=== 阅读材料 ===
如何从Java中获取WS SOAP服务的响应？

Question

我需要创建一个应用程序来获取此服务http://www.mcds.co.il/YouTube/ChanelApi.asmx的xml响应，而无需其他库，但我不知道该怎么做。请帮帮我

Answer 1

您可以使用apache的Axis生成SOAP客户端代码，请参阅“使用Web服务”部分。明确看到发生了什么的最好方法是使用Axis附带的WSDL2Java工具来生成客户端存根。这将为您构建一个SOAP客户端，您可以查看模型对象并开始针对它们进行开发。

WSDL2Java将WSDL URL作为输入，并为该WSDL生成一个Java客户端。

Answer 2

    URL url = new URL("http://www.mcds.co.il/YouTube/ChanelApi.asmx");


    //generate your xml 
    String data = "<?xml version=\"1.0\" encoding=\"utf-8\"?>\r\n" + 
            "<soap:Envelope xmlns:xsi=\"http://www.w3.org/2001/XMLSchema-instance\" xmlns:xsd=\"http://www.w3.org/2001/XMLSchema\" xmlns:soap=\"http://schemas.xmlsoap.org/soap/envelope/\">\r\n" + 
            "  <soap:Body>\r\n" + 
            "    <GetChanel xmlns=\"http://tempuri.org/\">\r\n" + 
            "      <CategoryName>string</CategoryName>\r\n" + 
            "    </GetChanel>\r\n" + 
            "  </soap:Body>\r\n" + 
            "</soap:Envelope>";


    HttpURLConnection  conn = (HttpURLConnection) url.openConnection();
    conn.setRequestMethod("POST");
    conn.setRequestProperty("Content-Type", "text/xml");

    conn.setRequestProperty("Content-Length", Integer.toString(data.getBytes().length));
    conn.setRequestProperty("SOAPAction","\"http://tempuri.org/GetChanel\"");

    conn.setUseCaches (false);
    conn.setDoOutput(true);
    conn.setDoInput(true);

    DataOutputStream wr = new DataOutputStream (
            conn.getOutputStream ());
    wr.writeBytes(data);
    wr.flush ();
    wr.close ();

    final char[] buffer = new char[0x10000];
    StringBuilder out = new StringBuilder();
    Reader in = new InputStreamReader(conn.getInputStream(), "UTF-8");
    int read;
    do {
      read = in.read(buffer, 0, buffer.length);
      if (read>0) {
        out.append(buffer, 0, read);
      }
    } while (read>=0);
    System.out.println(out);

    //parse out

=== 数据列表 ===
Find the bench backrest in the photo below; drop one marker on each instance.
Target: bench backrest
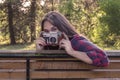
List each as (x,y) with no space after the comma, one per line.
(28,66)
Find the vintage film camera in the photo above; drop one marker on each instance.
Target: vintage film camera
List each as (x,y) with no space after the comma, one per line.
(52,38)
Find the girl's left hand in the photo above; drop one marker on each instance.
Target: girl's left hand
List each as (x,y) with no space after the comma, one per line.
(66,44)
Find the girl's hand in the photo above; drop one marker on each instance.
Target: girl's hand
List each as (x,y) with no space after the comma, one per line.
(40,43)
(66,44)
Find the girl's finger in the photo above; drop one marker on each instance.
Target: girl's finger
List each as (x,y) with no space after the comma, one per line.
(66,37)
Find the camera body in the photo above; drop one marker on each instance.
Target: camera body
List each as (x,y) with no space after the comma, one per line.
(52,38)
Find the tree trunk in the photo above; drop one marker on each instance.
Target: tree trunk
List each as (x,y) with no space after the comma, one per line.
(32,20)
(10,23)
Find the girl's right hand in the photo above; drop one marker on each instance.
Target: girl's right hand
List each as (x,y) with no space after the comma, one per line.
(40,43)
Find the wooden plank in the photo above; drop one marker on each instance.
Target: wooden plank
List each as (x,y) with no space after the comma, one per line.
(70,65)
(74,74)
(12,65)
(12,75)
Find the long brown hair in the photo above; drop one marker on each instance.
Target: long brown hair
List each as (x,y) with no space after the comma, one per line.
(59,21)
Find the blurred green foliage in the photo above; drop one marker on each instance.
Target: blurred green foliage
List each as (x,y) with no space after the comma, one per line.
(96,19)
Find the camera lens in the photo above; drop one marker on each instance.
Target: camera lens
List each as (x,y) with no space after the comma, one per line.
(52,39)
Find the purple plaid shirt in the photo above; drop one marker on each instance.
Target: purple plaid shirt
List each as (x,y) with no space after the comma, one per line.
(97,55)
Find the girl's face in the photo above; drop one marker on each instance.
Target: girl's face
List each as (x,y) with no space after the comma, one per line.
(49,27)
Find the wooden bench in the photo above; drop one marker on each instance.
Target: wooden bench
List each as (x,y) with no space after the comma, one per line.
(55,65)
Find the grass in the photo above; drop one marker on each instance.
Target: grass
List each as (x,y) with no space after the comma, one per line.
(28,46)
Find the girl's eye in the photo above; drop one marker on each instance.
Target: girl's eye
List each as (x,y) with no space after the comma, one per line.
(45,30)
(53,29)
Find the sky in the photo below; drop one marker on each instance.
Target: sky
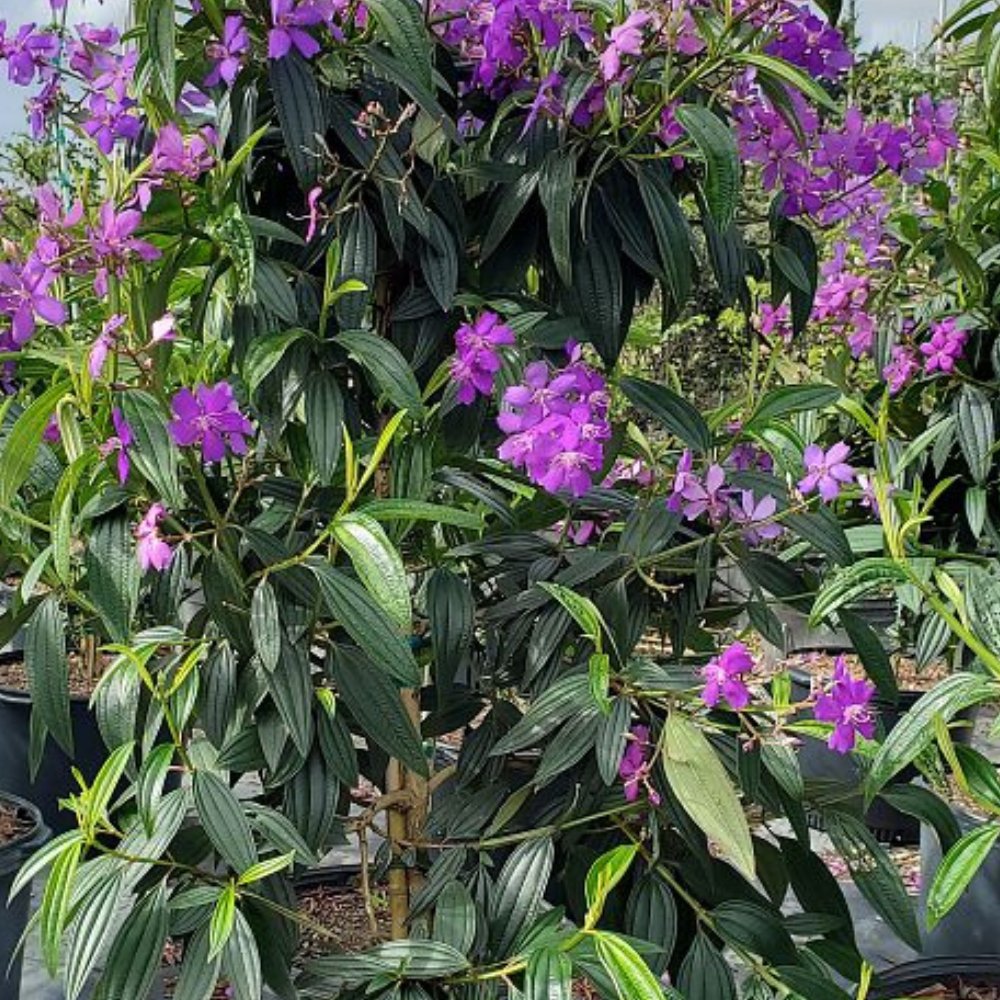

=== 任务要求 ===
请根据上文的阅读材料说明：第一个回答建议用Axis附带的哪个工具来生成客户端存根？

=== 练习答案 ===
WSDL2Java。